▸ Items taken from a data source
****
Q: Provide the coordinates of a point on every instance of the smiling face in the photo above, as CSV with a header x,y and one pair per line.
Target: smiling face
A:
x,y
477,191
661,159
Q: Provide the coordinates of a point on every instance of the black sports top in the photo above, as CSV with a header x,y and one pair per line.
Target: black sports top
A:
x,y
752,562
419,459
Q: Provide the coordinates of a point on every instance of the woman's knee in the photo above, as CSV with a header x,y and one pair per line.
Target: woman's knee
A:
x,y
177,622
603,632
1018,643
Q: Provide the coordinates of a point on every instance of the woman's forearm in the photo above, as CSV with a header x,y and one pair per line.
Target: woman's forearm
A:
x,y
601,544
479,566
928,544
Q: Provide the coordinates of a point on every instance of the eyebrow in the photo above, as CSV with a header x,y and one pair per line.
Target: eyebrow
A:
****
▸ Given exercise
Output every line of the items above as a numbered list, leaving out any blank lines.

▸ Response to the exercise
1. Q: Provide the coordinates of a point on every instance of the smiling face in the photo above, as CSV with a header x,y and one pair per line.
2. Target: smiling face
3. A:
4. x,y
5. 477,191
6. 661,159
7. Q: Provide the coordinates of a point on every instance of the black sports top in the photo above, as CSV with a header x,y and one pair per line.
8. Target: black sports top
9. A:
10. x,y
11. 752,562
12. 419,459
13. Q: Provide the coordinates of a point on every instance of the woman's knee in the photo above, as CSV with a header x,y and one pair per line.
14. Target: woman's knee
15. A:
16. x,y
17. 177,622
18. 603,632
19. 1018,643
20. Q: Provide the coordinates of a point on every instance of the woman's forearm in the photo above, as CSV with a header x,y and one pair per line.
21. Target: woman's forearm
22. A:
23. x,y
24. 601,544
25. 479,566
26. 928,544
27. Q: Provide the coordinates of a point on every instance of the eyebrow in the photo above, as CSV with a header x,y and one pair per line.
28. Target: eyebrow
29. A:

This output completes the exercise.